[抜粋]:
<<<<
平成18年12月10日の調査活動に基づき、以下の書簡を桜川市教育委員会に送付致しました。

 拝啓、貴委員会におかれましては時下益々御清栄のこととお慶び申し上げます。
我々は、特定非営利活動法人城塞史跡協会と申し、各地の城塞史跡について調査・研究、情報収集・発信等を行う団体であります。 今回、去る12月10日に貴市にあります羽黒山城跡及び棟峰城跡を踏査した際、拝見致しました両城跡に係る標柱について意見を寄せるものであります。

 両城跡の標柱は、羽黒山に鎮座する二所神社の参道入口(西小塙)に存在し、標柱の設置は旧岩瀬町の教育委員会が行ったところであります(標柱の記載より)。

 まず、羽黒山城跡の標柱は根本から折れて参道に向かって右脇に倒れている状態でありましたので、機会を見て立て直して頂ければ幸いです。

 次に棟峰城跡の標柱ですが、これは参道に向かって左脇に立っておりました(添付写真1)。 問題は、参道を登って行った場合、羽黒山城跡までは道が付いておりますが、棟峰城跡に至る道は確認し難かったことであります。 羽黒山城のいわゆる「大堀切」の先数百メートルが棟峰城跡ですが、テープ等で誘導される小道は大堀切辺りで途絶えており、一般の方は棟峰城跡に至ることは困難かと思われます。
 一方、羽黒山を登る途中、テープ等で誘導される分岐があり(添付写真2)、これは別途山麓に至る道と思われますが、麓に標柱が2本立つことから、羽黒山城跡を踏査した者が、棟峰城跡をこの方向と考える危険性があります。
>>>>
[取り組む課題]:
A) 抜粋によると、両城跡の標柱を設置したのはどこか。
B) 次の記述が抜粋の内容と合っているかを「はい」か「いいえ」で答え、決め手となる抜粋の語句をそのまま引用せよ。(i) 両城跡の標柱は二所神社の参道入口にある。(ii) 棟峰城跡の標柱は参道に向かって右脇に立っていた。(iii) 書簡は桜川市教育委員会に送付された。
C) 抜粋のうち、「まず、羽黒山城跡の標柱は根本」で始まり「向と考える危険性があります。」で終わる部分を、一字も変えずに書き出せ。

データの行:
<<<<
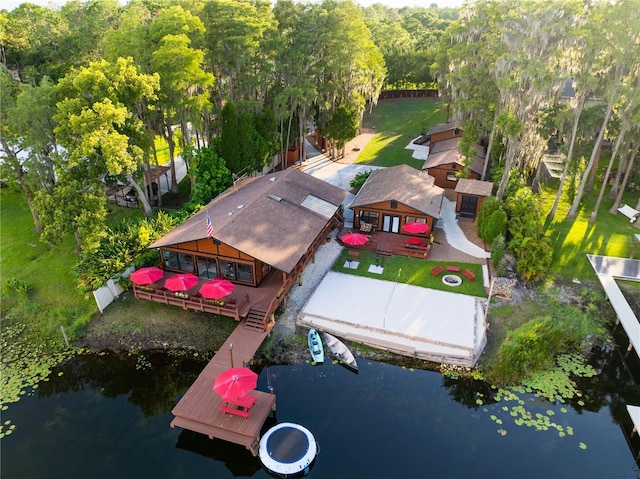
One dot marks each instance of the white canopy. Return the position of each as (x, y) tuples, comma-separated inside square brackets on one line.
[(629, 212)]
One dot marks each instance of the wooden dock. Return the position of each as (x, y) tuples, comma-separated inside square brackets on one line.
[(199, 408)]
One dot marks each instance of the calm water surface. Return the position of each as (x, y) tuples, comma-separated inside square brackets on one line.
[(108, 417)]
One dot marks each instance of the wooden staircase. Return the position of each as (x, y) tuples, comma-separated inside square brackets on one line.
[(256, 320)]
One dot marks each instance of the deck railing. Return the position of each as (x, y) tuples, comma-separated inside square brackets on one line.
[(224, 308)]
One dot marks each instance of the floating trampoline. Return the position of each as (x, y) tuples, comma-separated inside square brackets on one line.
[(288, 450)]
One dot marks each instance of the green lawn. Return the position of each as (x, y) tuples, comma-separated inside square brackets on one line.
[(398, 123), (609, 235), (48, 271), (402, 269)]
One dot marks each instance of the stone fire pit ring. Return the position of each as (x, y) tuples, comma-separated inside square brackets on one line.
[(452, 280)]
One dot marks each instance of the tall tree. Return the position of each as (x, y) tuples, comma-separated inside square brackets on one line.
[(98, 124), (183, 88), (620, 30), (235, 38)]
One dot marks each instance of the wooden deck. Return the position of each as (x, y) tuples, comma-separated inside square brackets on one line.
[(389, 244), (199, 409), (238, 305)]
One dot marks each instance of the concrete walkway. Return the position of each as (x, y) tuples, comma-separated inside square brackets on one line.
[(455, 236), (439, 326), (608, 269), (340, 174)]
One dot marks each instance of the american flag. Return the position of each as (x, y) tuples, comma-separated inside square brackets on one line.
[(209, 226)]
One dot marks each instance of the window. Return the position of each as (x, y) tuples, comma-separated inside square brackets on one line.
[(245, 272), (207, 267), (170, 259), (185, 262), (370, 217), (228, 269), (236, 271)]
>>>>
[演習の解答]:
A) 旧岩瀬町の教育委員会である。

B)
(i) はい。「両城跡の標柱は、羽黒山に鎮座する二所神社の参道入口(西小塙)に存在し」
(ii) いいえ。「これは参道に向かって左脇に立っておりました」
(iii) はい。「以下の書簡を桜川市教育委員会に送付致しました」

C)
まず、羽黒山城跡の標柱は根本から折れて参道に向かって右脇に倒れている状態でありましたので、機会を見て立て直して頂ければ幸いです。

 次に棟峰城跡の標柱ですが、これは参道に向かって左脇に立っておりました(添付写真1)。 問題は、参道を登って行った場合、羽黒山城跡までは道が付いておりますが、棟峰城跡に至る道は確認し難かったことであります。 羽黒山城のいわゆる「大堀切」の先数百メートルが棟峰城跡ですが、テープ等で誘導される小道は大堀切辺りで途絶えており、一般の方は棟峰城跡に至ることは困難かと思われます。
 一方、羽黒山を登る途中、テープ等で誘導される分岐があり(添付写真2)、これは別途山麓に至る道と思われますが、麓に標柱が2本立つことから、羽黒山城跡を踏査した者が、棟峰城跡をこの方向と考える危険性があります。